Would you please output only the lines from the one containing "hey mate, can u box the roadside sign" through the end of the entries below, exactly as written?

[Phrase grounding data]
▬▬▬▬▬▬▬▬▬▬
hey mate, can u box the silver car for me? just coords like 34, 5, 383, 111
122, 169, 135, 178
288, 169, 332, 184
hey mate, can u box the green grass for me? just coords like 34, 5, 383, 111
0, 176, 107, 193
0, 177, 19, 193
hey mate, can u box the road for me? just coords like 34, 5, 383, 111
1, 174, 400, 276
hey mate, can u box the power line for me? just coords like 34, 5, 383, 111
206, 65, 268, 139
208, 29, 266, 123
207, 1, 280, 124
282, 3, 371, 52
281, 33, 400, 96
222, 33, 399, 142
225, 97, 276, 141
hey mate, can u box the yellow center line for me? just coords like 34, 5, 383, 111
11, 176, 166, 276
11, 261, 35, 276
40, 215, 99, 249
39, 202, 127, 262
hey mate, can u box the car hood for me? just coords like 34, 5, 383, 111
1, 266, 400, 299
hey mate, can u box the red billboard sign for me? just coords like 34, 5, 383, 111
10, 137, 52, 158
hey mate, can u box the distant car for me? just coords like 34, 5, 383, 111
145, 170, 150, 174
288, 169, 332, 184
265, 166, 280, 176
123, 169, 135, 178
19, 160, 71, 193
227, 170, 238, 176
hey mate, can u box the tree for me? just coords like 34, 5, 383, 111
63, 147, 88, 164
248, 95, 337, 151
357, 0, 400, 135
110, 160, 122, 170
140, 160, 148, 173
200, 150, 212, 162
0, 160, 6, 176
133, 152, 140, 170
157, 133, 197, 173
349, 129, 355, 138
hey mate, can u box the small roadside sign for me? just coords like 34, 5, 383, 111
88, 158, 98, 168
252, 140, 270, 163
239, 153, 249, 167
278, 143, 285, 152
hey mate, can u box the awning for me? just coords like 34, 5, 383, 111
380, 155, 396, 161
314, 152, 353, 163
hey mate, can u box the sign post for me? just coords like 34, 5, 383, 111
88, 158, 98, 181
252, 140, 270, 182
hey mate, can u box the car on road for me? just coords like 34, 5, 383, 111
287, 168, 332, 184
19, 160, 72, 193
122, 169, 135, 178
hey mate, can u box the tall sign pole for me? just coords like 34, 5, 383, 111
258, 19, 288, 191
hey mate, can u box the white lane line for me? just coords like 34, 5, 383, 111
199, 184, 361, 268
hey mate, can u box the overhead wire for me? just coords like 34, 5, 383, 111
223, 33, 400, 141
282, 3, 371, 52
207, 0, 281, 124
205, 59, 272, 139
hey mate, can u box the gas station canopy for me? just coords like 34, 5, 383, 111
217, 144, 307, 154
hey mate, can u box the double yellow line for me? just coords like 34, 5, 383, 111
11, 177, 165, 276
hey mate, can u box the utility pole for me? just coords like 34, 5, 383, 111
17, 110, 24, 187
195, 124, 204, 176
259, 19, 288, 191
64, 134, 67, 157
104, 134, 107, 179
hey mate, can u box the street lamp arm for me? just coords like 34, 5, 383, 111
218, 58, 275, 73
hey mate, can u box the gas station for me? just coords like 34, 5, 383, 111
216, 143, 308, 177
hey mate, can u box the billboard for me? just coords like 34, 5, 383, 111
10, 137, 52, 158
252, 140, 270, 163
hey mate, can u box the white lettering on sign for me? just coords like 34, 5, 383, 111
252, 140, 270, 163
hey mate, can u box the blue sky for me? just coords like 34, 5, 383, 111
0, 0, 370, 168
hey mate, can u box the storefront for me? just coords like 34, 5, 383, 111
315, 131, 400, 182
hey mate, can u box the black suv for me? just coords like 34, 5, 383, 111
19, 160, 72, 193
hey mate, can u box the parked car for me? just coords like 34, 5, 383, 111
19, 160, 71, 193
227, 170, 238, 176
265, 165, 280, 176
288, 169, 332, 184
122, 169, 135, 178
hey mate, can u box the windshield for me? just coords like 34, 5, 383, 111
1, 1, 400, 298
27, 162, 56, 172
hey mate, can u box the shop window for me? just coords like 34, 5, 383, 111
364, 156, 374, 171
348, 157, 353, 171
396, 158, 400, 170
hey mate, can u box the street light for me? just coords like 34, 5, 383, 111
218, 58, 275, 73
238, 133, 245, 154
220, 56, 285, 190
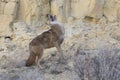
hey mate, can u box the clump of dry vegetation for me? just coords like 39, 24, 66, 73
75, 47, 120, 80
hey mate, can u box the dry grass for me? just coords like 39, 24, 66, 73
74, 47, 120, 80
0, 41, 120, 80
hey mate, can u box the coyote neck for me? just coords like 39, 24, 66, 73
50, 21, 65, 35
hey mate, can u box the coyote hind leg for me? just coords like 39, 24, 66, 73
35, 46, 44, 68
26, 45, 43, 67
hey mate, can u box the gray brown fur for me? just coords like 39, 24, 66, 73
26, 14, 64, 67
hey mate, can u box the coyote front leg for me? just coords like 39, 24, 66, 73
55, 43, 64, 62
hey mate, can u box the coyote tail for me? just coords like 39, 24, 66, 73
26, 52, 36, 66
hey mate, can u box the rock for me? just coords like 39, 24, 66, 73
51, 0, 64, 22
45, 71, 79, 80
0, 1, 6, 14
12, 22, 34, 48
10, 0, 19, 2
0, 0, 120, 26
71, 0, 90, 19
4, 1, 18, 19
0, 0, 18, 36
17, 0, 50, 25
87, 0, 104, 19
67, 17, 75, 23
9, 75, 20, 80
104, 0, 120, 22
13, 22, 31, 33
0, 15, 13, 36
110, 27, 120, 41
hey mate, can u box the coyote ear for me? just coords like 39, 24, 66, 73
54, 15, 57, 20
47, 14, 51, 19
47, 14, 52, 21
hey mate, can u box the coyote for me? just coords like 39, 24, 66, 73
26, 14, 65, 68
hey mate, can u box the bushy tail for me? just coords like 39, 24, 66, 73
26, 52, 36, 67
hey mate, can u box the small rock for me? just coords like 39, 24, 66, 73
9, 75, 20, 80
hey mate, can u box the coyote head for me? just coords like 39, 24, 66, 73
47, 14, 57, 22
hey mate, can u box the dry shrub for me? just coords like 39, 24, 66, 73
74, 47, 120, 80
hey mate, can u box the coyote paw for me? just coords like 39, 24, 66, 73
37, 64, 44, 69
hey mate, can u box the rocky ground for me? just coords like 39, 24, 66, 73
0, 20, 120, 80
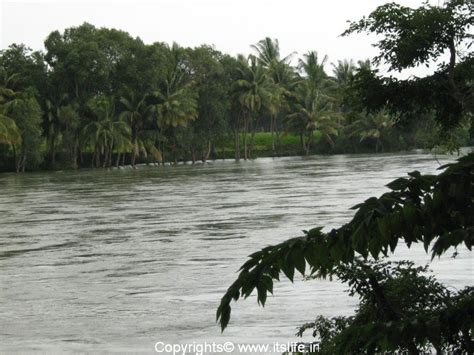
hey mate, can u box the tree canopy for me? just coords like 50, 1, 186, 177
343, 0, 473, 130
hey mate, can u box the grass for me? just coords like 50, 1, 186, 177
216, 131, 323, 158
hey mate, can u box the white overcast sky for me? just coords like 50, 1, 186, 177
1, 0, 442, 75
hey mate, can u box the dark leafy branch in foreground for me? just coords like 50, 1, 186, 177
297, 260, 474, 354
217, 153, 474, 330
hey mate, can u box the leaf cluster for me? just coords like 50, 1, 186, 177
342, 0, 473, 71
217, 153, 474, 330
297, 260, 474, 354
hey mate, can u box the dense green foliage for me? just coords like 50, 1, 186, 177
1, 9, 472, 172
343, 0, 473, 131
297, 261, 474, 354
217, 1, 473, 353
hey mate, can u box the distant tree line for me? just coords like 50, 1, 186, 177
0, 23, 472, 172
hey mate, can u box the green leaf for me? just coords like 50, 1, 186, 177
377, 217, 389, 244
389, 236, 398, 253
368, 236, 381, 259
257, 285, 267, 306
386, 177, 408, 191
261, 275, 273, 294
291, 248, 306, 275
402, 204, 416, 227
281, 260, 295, 282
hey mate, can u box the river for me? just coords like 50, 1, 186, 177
0, 150, 473, 352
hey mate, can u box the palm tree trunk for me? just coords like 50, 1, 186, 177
160, 140, 165, 165
49, 130, 56, 168
96, 146, 101, 168
305, 132, 313, 156
275, 121, 281, 154
108, 144, 113, 167
72, 139, 78, 169
243, 114, 249, 160
274, 113, 281, 154
172, 134, 178, 166
79, 148, 84, 165
103, 147, 108, 168
21, 155, 26, 172
91, 149, 96, 168
249, 115, 260, 159
203, 140, 211, 163
13, 146, 19, 173
131, 142, 137, 168
191, 148, 196, 164
234, 131, 240, 161
271, 114, 275, 155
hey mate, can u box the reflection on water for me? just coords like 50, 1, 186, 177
0, 151, 473, 352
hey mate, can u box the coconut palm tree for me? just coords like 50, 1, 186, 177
330, 59, 356, 115
0, 69, 21, 150
233, 55, 272, 159
44, 93, 69, 167
331, 59, 355, 87
119, 92, 155, 167
0, 107, 21, 147
251, 38, 297, 155
348, 110, 396, 153
83, 96, 131, 167
251, 37, 282, 68
251, 37, 294, 76
154, 69, 198, 164
286, 83, 342, 155
0, 67, 18, 103
266, 83, 287, 154
357, 59, 372, 71
111, 121, 133, 167
155, 85, 197, 128
56, 104, 81, 169
299, 51, 332, 92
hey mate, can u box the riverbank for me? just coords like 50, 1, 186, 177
2, 131, 470, 174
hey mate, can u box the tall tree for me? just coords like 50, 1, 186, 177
232, 55, 271, 159
119, 92, 154, 167
43, 93, 69, 168
298, 51, 331, 92
331, 59, 355, 87
82, 96, 131, 168
287, 83, 341, 154
0, 68, 21, 149
252, 37, 295, 155
186, 46, 231, 162
57, 104, 81, 169
0, 107, 21, 148
348, 110, 396, 153
154, 44, 198, 164
7, 92, 43, 172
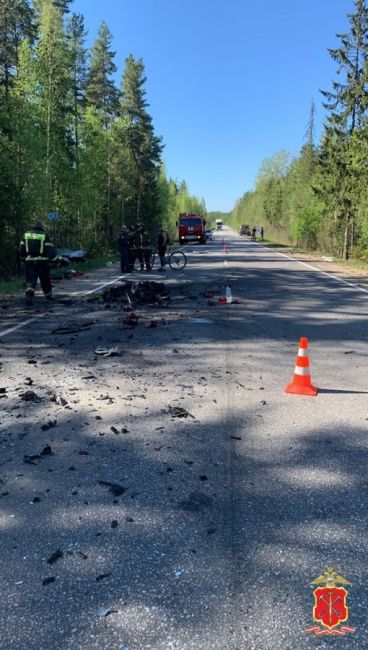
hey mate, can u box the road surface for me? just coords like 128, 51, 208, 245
0, 227, 367, 649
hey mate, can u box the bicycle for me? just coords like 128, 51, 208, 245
150, 246, 187, 272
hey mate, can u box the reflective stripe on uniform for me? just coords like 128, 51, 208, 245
25, 232, 46, 254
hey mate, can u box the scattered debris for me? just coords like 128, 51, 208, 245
94, 347, 121, 357
123, 312, 139, 327
98, 481, 127, 497
111, 520, 119, 529
42, 577, 56, 586
40, 445, 53, 456
47, 548, 63, 564
41, 420, 57, 431
96, 607, 118, 618
50, 393, 68, 406
19, 391, 42, 402
24, 377, 33, 386
167, 406, 194, 419
96, 573, 112, 582
52, 320, 95, 334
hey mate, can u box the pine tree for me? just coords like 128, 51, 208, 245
319, 0, 368, 258
119, 54, 163, 226
85, 21, 118, 126
0, 0, 35, 94
321, 0, 368, 135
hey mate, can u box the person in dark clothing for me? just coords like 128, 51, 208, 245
251, 226, 256, 241
19, 220, 58, 305
117, 225, 130, 273
260, 226, 264, 241
136, 224, 152, 271
128, 224, 137, 272
157, 227, 170, 271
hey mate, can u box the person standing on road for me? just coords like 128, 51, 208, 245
260, 226, 264, 241
251, 226, 256, 241
157, 226, 170, 271
19, 220, 58, 305
136, 224, 152, 271
117, 225, 130, 273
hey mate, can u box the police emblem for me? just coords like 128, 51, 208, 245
306, 567, 356, 636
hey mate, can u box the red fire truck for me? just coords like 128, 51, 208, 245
177, 213, 207, 244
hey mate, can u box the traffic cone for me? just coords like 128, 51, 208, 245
284, 337, 318, 396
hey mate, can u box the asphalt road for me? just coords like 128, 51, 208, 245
0, 227, 367, 649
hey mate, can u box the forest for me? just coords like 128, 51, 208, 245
0, 0, 205, 277
229, 0, 368, 262
2, 1, 368, 280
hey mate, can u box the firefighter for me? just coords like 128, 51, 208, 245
117, 225, 130, 273
19, 220, 58, 305
136, 224, 152, 271
128, 223, 138, 272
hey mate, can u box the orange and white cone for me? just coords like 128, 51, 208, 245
284, 337, 318, 396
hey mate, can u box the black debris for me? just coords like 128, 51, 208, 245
111, 520, 118, 528
96, 573, 111, 582
47, 548, 63, 564
19, 391, 42, 402
41, 420, 57, 431
40, 445, 53, 456
42, 577, 56, 586
98, 481, 127, 497
167, 406, 194, 419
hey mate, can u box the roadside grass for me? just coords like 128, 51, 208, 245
261, 238, 368, 272
0, 254, 119, 297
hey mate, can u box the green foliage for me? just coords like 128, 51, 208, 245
0, 1, 204, 277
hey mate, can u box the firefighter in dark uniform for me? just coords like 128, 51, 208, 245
19, 220, 58, 305
136, 224, 152, 271
117, 225, 130, 273
128, 223, 138, 272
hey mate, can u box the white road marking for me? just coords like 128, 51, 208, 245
0, 315, 44, 338
84, 274, 129, 295
274, 249, 368, 295
0, 273, 130, 338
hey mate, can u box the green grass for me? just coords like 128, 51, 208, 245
0, 277, 24, 297
263, 237, 368, 271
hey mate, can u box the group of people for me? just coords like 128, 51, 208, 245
251, 226, 264, 241
117, 223, 170, 274
18, 219, 171, 306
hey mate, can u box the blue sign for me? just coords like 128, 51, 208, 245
48, 212, 58, 221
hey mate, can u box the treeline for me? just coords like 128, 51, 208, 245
0, 0, 205, 277
230, 0, 368, 261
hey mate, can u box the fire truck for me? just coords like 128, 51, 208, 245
177, 213, 207, 244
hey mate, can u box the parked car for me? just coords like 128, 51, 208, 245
239, 224, 251, 236
205, 228, 213, 240
57, 248, 87, 262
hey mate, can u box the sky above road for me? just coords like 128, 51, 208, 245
72, 0, 355, 212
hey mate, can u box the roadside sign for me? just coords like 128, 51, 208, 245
48, 212, 58, 221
▬▬▬▬▬▬▬▬▬▬
__Problem solution__
hey mate, can u box the roadside sign for me? just coords like 128, 51, 208, 245
48, 212, 58, 221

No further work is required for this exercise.